TEXT BLOCK

------

Thread: server dropping connection

server dropping connection

From
Reed Loefgren
Date:
All,

I've been trying to run a nested query via a browser using a php script.
The script looks at a table with a couple years worth of data (6M rows).
If I constrain the search to five or six days of the data it works fine
and displays the result set in the browser, but if I have it parse the
entire table it errors out with this message:

server closed the connection unexpectedly This probably means the server
terminated abnormally before or while processing the request.

The error points at line 33, which is the $query = "SELECT..." in the
script.
The full table query runs fine in psql and the very limited query runs
fine in the php script so I'm thinking there might be some type of
resource starvation or client connection timeout happening. In psql the
full query over two years of data returns a result set (limit 50) in about
three minutes. Any ideas where I should begin looking?

------

DATA ENTRIES
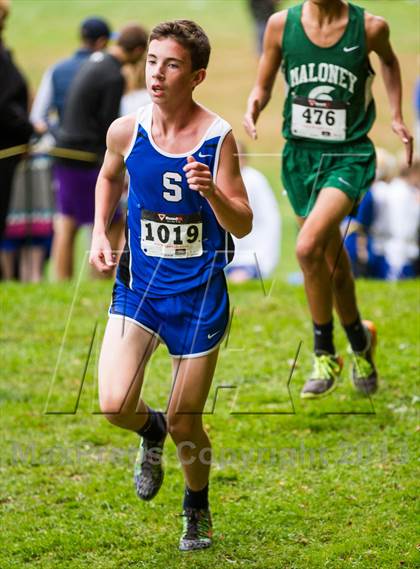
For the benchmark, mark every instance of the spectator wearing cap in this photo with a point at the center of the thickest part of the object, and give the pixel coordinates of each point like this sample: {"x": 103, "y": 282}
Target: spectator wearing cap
{"x": 48, "y": 106}
{"x": 92, "y": 104}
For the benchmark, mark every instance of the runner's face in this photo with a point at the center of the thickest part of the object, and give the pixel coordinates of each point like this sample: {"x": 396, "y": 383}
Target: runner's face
{"x": 168, "y": 71}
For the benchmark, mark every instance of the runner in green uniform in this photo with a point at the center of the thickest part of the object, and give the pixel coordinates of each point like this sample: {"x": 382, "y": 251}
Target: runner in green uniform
{"x": 323, "y": 48}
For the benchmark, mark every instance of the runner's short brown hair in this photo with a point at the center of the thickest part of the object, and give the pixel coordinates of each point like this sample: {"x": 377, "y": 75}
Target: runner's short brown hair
{"x": 190, "y": 35}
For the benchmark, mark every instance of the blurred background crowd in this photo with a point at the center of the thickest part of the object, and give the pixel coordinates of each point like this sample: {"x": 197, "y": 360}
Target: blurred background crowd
{"x": 52, "y": 143}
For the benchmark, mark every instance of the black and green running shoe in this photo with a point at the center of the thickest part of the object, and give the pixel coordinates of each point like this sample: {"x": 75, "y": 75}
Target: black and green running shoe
{"x": 324, "y": 376}
{"x": 363, "y": 370}
{"x": 197, "y": 532}
{"x": 148, "y": 469}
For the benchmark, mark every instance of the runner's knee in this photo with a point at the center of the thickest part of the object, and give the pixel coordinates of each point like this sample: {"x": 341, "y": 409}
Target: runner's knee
{"x": 309, "y": 251}
{"x": 182, "y": 427}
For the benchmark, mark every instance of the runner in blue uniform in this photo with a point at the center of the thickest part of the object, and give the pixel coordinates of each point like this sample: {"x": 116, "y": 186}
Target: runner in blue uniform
{"x": 186, "y": 196}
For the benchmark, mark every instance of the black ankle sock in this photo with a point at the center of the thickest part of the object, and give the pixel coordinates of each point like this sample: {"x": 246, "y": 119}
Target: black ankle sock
{"x": 155, "y": 427}
{"x": 198, "y": 500}
{"x": 323, "y": 338}
{"x": 356, "y": 334}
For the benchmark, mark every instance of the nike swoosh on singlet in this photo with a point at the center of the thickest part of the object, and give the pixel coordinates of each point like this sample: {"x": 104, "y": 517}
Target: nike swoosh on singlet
{"x": 347, "y": 49}
{"x": 210, "y": 336}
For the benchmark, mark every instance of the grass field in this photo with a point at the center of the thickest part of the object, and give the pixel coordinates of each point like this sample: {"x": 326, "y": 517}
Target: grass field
{"x": 331, "y": 484}
{"x": 294, "y": 486}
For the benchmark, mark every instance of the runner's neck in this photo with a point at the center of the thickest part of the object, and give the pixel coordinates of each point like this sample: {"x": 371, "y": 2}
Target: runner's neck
{"x": 325, "y": 12}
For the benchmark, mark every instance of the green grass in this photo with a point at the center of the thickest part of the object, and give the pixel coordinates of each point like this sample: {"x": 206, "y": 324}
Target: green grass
{"x": 303, "y": 490}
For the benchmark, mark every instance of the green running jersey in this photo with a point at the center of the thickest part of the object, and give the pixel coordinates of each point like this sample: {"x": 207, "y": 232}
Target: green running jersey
{"x": 329, "y": 98}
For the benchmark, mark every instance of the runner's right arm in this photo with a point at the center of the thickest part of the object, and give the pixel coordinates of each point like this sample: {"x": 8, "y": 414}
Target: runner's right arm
{"x": 267, "y": 70}
{"x": 108, "y": 192}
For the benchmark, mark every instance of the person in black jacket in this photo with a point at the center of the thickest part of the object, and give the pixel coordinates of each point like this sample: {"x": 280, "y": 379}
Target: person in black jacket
{"x": 15, "y": 128}
{"x": 92, "y": 104}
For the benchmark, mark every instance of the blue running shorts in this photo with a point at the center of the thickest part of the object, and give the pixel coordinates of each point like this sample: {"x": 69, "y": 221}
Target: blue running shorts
{"x": 191, "y": 324}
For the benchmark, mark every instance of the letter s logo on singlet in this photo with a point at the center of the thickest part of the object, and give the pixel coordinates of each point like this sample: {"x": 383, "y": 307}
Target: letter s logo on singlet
{"x": 174, "y": 192}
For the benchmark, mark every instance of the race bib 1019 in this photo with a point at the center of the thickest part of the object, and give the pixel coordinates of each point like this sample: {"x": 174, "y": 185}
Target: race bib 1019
{"x": 171, "y": 236}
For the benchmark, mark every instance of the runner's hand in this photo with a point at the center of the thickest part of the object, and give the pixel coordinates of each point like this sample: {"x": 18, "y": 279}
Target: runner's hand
{"x": 250, "y": 119}
{"x": 101, "y": 255}
{"x": 199, "y": 177}
{"x": 402, "y": 131}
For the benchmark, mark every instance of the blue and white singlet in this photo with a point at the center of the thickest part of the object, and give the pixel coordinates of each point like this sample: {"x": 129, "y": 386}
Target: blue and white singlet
{"x": 173, "y": 239}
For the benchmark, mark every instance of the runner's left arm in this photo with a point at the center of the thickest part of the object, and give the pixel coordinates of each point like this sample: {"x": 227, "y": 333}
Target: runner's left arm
{"x": 377, "y": 31}
{"x": 227, "y": 195}
{"x": 108, "y": 192}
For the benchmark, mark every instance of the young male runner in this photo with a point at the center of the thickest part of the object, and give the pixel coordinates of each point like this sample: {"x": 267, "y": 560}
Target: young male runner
{"x": 328, "y": 160}
{"x": 186, "y": 195}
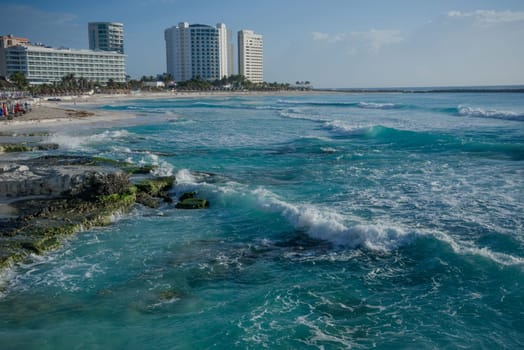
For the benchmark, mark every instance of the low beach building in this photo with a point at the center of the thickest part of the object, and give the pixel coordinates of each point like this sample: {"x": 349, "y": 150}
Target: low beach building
{"x": 42, "y": 64}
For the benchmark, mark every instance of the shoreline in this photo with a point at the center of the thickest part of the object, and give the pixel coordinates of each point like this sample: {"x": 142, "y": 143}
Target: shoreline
{"x": 72, "y": 110}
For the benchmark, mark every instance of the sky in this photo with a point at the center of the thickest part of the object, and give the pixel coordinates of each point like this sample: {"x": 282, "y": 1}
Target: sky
{"x": 331, "y": 43}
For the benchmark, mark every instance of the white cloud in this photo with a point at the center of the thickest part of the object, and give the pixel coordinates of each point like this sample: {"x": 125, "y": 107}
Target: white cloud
{"x": 373, "y": 40}
{"x": 489, "y": 16}
{"x": 320, "y": 36}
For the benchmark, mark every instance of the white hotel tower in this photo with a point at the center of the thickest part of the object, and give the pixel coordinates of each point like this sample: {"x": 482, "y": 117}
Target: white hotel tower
{"x": 251, "y": 56}
{"x": 197, "y": 50}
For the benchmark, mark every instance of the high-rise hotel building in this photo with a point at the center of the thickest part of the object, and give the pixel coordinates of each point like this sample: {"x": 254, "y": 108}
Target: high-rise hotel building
{"x": 106, "y": 36}
{"x": 42, "y": 64}
{"x": 251, "y": 56}
{"x": 197, "y": 50}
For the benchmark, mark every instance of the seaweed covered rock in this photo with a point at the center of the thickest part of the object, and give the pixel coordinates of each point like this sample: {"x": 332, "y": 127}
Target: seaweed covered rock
{"x": 151, "y": 191}
{"x": 73, "y": 194}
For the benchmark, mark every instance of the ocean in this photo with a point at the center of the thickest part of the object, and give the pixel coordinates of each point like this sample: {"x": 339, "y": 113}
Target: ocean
{"x": 337, "y": 221}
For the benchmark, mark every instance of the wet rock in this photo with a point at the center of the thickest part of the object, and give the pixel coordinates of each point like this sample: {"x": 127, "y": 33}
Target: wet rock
{"x": 189, "y": 201}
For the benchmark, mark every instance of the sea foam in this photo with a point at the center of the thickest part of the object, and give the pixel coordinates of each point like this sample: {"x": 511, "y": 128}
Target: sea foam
{"x": 325, "y": 224}
{"x": 468, "y": 111}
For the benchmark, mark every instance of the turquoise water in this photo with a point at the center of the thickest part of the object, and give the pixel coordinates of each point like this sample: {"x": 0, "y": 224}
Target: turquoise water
{"x": 389, "y": 221}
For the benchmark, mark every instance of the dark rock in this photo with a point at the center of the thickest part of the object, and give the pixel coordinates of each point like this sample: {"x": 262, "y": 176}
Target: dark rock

------

TASK INSTRUCTIONS
- 1) Count the lines of the listing that contain the string "knee", treating case as significant, and reply with the number alone.
- 2) Write the next part of the mailing list post about the server dropping the connection, picking up after its final sentence.
The mailing list post and the listing were taken from unrelated sources.

RESULTS
- 1) 2

- 2)
thanks,

r



Re: server dropping connection

From
kmh496
Date:
2006-05-02 (화), 18:13 -0600, Reed Loefgren 쓰시길:
> All,
>
> I've been trying to run a nested query via a browser using a php script.
> The script looks at a table with a couple years worth of data (6M rows).
> If I constrain the search to five or six days of the data it works fine
> and displays the result set in the browser, but if I have it parse the
> entire table it errors out with this message:
>
> server closed the connection unexpectedly This probably means the server
> terminated abnormally before or while processing the request.
>
> The error points at line 33, which is the $query = "SELECT..." in the
> script.
> The full table query runs fine in psql and the very limited query runs
> fine in the php script so I'm thinking there might be some type of
> resource starvation or client connection timeout happening. In psql the
> full query over two years of data returns a result set (limit 50) in about
> three minutes. Any ideas where I should begin looking?
>
> thanks,

http://httpd.apache.org/docs/1.3/mod/core.html#timeout

says


The TimeOut directive currently defines the amount of time Apache will
wait for three things:

     1. The total amount of time it takes to receive a GET request.
     2. The amount of time between receipt of TCP packets on a POST or
        PUT request.
     3. The amount of time between ACKs on transmissions of TCP packets
        in responses
     4.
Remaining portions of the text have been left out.